WRITTEN TASK 1
According to the antenna patent excerpt, besides the antenna housing 101, what covers the base station antenna 100?

EXTRACT

In various examples of different descriptions, same reference numerals or same element names are configured for same elements, wherein the disclosures contained in the full text of the Specification can be transferred to elements having same reference numerals or same element names as intended. Further, in various examples, the number of elements, implementations, and/or arrangement structures are not limited to the illustrated examples, but are capable of selecting other quantities, implementations, and/or arrangement structures according to actual needs.

As used herein, spatial relational terms such as “above,” “below,” “left,” “right,” “front,” “back,” “high,” “low,” and the like are used to describe the relationship of one feature to another feature in the attached drawings. It should be understood that spatial relational terms, in addition to the orientations shown in the attached drawings, also encompass different orientations of the apparatus during use or operation. For example, when the apparatus is flipped in the attached drawings, a feature previously described as “below” another feature may now be described as “above” that other feature. The apparatus may also be oriented in other ways (rotated 90 degrees or in other orientations), and the relative spatial relationships will be interpreted accordingly in those cases.

As used herein, the term “A or B” comprises “A and B” and “A or B”, not exclusively “A” or “B”, unless otherwise specified.

As used herein, the terms “illustrative” or “exemplary” mean “serving as an example, instance, or illustration,” rather than as a “model” to be precisely replicated. Any realization method described exemplarily herein is not necessarily interpreted as being preferable or advantageous over other realization methods. Furthermore, the present application is not limited by any expressed or implied theory given in the above technical field, background art, summary of the invention or embodiments.

As used herein, the term “substantially” means encompassing slight variations resulting from design or manufacturing defects, tolerances of components or elements, environmental influences, and/or other factors.

As used herein, the term “part” may be a part of any proportion. For example, it may be larger than 10%, 20%, 30%, 40%, 50%, 60%, 70%, 80%, 90%.

In addition, for reference purposes only, “first”, “second” and similar terms may also be used herein, and thus are not intended to be limitative. For example, unless the context clearly indicates, the words “first”, “second” and other such numerical words involving structures or elements do not imply a sequence or order.

Referring to FIG. 1 to FIG. 2, a known base station antenna 100 is shown, the base station antenna 100 is generally mounted in a vertical mode (i.e., when the base station antenna 100 is in normal operation, a longitudinal direction or vertical direction V may be generally perpendicular to a plane defined by a horizon line). The longitudinal direction V of the base station antenna 100 may be perpendicular to a horizontal direction H and a forward direction F, and a radiating element array mounted within the base station antenna may extend forward along the forward direction F from a reflector.

The base station antenna 100 is generally elongated is covered by an antenna housing 101 comprising a front surface 102, a rear surface 103, a first side surface 104, and a second side surface 106, and is also covered by a top end cover 108 and a bottom end cover 110. In some instances, the antenna housing 101 and the end covers 108, 110 may comprise single unitary components; while in other examples, the antenna housing 101 and the end covers 108, 110 may comprise separate parts, and the end covers 108, 110 may be mounted on the antenna housing 101.

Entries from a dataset

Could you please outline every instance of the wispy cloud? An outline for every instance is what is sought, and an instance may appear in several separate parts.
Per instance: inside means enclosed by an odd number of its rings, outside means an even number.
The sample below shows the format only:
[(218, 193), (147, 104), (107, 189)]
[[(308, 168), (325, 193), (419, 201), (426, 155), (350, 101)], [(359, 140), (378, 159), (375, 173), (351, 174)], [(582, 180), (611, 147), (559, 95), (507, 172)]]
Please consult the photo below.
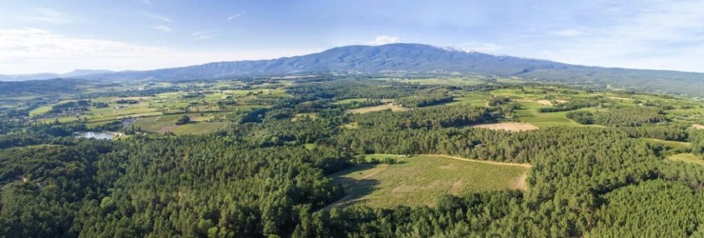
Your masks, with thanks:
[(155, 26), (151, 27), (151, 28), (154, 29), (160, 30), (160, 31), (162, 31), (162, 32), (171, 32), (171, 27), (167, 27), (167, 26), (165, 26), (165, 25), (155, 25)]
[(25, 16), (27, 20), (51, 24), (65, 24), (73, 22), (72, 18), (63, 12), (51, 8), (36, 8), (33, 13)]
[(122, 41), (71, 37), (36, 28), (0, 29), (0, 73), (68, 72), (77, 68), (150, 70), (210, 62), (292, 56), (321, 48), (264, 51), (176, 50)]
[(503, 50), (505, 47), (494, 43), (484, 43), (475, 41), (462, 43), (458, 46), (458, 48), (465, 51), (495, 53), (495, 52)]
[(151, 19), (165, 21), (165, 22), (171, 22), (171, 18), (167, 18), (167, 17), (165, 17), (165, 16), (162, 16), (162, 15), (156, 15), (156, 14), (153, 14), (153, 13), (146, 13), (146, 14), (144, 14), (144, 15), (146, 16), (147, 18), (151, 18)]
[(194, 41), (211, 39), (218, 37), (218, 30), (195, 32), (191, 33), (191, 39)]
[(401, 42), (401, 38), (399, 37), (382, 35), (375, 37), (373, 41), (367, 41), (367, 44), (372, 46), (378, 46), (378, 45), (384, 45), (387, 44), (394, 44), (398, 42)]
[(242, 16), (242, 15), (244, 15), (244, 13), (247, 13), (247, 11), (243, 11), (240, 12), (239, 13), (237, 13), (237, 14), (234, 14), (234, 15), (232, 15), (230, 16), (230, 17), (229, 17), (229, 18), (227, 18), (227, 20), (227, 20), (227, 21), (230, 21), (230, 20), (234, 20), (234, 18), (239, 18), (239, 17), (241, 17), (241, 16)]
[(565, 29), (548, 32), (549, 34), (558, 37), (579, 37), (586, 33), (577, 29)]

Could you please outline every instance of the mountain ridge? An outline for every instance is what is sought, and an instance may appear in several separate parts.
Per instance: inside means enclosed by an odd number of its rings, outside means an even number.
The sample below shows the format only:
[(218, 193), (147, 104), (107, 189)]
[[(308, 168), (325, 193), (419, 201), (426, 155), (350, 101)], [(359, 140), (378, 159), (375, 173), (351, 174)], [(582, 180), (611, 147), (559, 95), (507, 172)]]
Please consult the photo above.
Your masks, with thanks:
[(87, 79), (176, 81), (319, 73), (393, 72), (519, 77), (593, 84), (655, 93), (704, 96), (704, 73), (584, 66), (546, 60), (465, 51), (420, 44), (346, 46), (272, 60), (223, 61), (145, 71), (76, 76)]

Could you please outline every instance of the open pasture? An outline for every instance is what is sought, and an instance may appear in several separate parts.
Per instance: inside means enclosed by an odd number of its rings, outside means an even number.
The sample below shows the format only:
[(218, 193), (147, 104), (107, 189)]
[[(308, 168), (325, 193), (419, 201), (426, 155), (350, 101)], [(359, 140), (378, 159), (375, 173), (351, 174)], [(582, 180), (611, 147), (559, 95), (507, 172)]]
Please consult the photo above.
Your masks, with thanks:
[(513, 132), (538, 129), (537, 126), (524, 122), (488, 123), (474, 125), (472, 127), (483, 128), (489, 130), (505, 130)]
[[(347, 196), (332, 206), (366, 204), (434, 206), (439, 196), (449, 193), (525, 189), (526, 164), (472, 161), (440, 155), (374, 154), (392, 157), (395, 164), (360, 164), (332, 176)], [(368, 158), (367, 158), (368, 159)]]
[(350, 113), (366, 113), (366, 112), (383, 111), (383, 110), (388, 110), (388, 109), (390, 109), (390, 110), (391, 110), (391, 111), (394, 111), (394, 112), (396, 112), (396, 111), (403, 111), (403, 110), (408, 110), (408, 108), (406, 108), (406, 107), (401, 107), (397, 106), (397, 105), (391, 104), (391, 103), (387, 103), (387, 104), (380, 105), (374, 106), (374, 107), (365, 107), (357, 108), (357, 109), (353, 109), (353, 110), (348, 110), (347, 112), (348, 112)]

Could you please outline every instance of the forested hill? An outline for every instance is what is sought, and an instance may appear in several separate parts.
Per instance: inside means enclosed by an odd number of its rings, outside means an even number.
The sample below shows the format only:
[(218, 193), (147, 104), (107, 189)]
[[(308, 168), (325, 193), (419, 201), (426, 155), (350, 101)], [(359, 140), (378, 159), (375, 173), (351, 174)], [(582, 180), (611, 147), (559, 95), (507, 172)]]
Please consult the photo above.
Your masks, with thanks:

WRITTEN TASK 2
Return the lines of the listing exactly, starting at its first line and ending at the line that contains "33), (191, 39)]", with both ends included. Omit any pictures from your reply.

FINAL RESULT 1
A top end cover 108 and a bottom end cover 110.

FINAL RESULT 2
Could you please outline every instance of the wispy cloud? An outline for every instance is what is sought, and an instance may appear in several separate parts.
Per instance: inside means enclosed by an odd number of its rings, outside means an even number.
The sample below shows the format only:
[(218, 193), (147, 104), (107, 189)]
[[(308, 168), (325, 193), (419, 201), (426, 155), (350, 101)], [(359, 140), (378, 159), (375, 173), (351, 174)], [(582, 180), (611, 147), (559, 95), (507, 172)]]
Please consult the photo below.
Your masks, with thanks:
[(155, 26), (151, 27), (151, 28), (154, 29), (160, 30), (160, 31), (162, 31), (162, 32), (171, 32), (171, 27), (167, 27), (167, 26), (165, 26), (165, 25), (155, 25)]
[(25, 16), (27, 20), (51, 24), (65, 24), (73, 22), (72, 18), (63, 12), (51, 8), (36, 8), (33, 13)]
[(122, 41), (71, 37), (36, 28), (0, 29), (0, 73), (68, 72), (77, 68), (150, 70), (210, 62), (292, 56), (321, 48), (264, 51), (176, 50)]
[(503, 50), (505, 47), (494, 43), (484, 43), (475, 41), (462, 43), (458, 46), (458, 48), (465, 51), (495, 53), (495, 52)]
[(151, 19), (165, 21), (165, 22), (171, 22), (171, 18), (167, 18), (167, 17), (165, 17), (165, 16), (162, 16), (162, 15), (156, 15), (156, 14), (153, 14), (153, 13), (146, 13), (146, 14), (144, 14), (144, 15), (146, 16), (147, 18), (151, 18)]
[(194, 41), (211, 39), (218, 37), (218, 30), (195, 32), (191, 33), (191, 39)]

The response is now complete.